England’s  Raheem Sterling earns England a penalty in the Euro 2020 semi-final against Denmark at Wembley. Photograph:  Laurence Griffiths/Getty Images
England’s Raheem Sterling earns England a penalty in the Euro 2020 semi-final against Denmark at Wembley. Photograph: Laurence Griffiths/Getty Images

Jorginho’s challenge on Grealish also came in extra time when the midfielder took the ball but then followed through on the England substitute’s leg. Rosetti explained why Kuipers’s yellow card was suitable, again deploying images.

“He saw Jorginho trying to play the ball – you can see him put his right foot on the ball and this is 100 per cent clear and then the right foot is slipping on the ball and there is a second contact on the leg of the white 7 player. The referee explained to the VAR exactly what he saw on the field of play.

▶ _Set task A_: In two sentences, summarize the refereeing passage.
▶ _Set task B_: Retype the refereeing passage word for word, starting at the words that contain "Jorginho’s challenge on" and stopping after "again deploying images.".
The data after this point comes from a separate source.

▶ _Given information_:
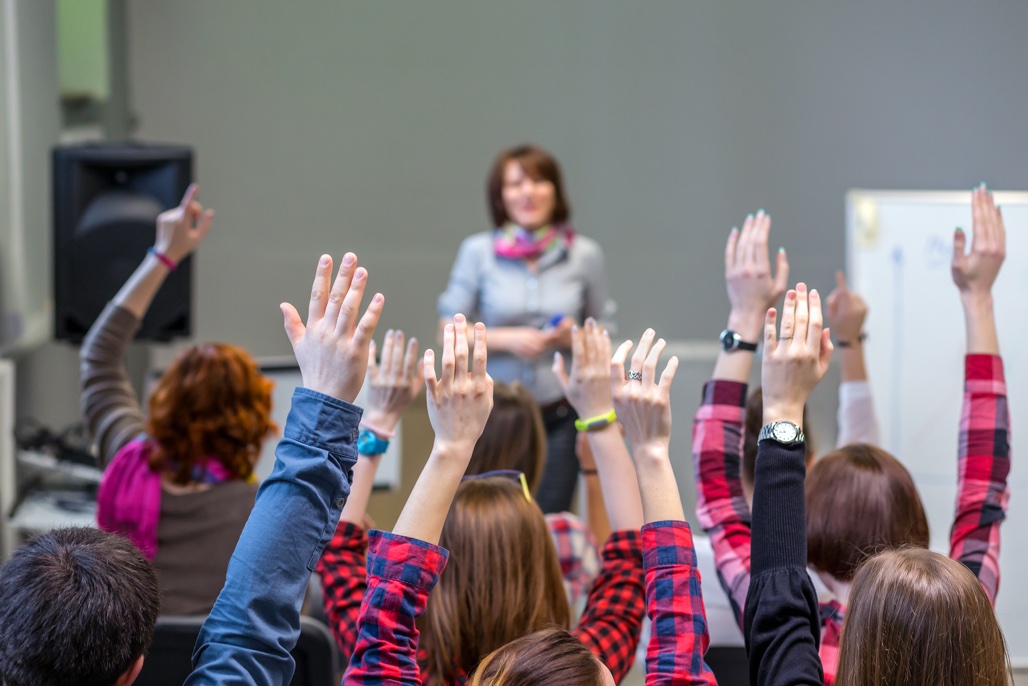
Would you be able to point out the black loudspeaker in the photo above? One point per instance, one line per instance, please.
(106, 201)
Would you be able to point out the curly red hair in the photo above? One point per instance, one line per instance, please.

▶ _Reply A_: Jorginho's extra-time challenge on Grealish took the ball but then followed through on the England substitute's leg. Rosetti used images to explain why Kuipers's yellow card was suitable, describing how Jorginho's right foot slipped on the ball and made a second contact on the leg of the white 7 player.

▶ _Reply B_:
Jorginho’s challenge on Grealish also came in extra time when the midfielder took the ball but then followed through on the England substitute’s leg. Rosetti explained why Kuipers’s yellow card was suitable, again deploying images.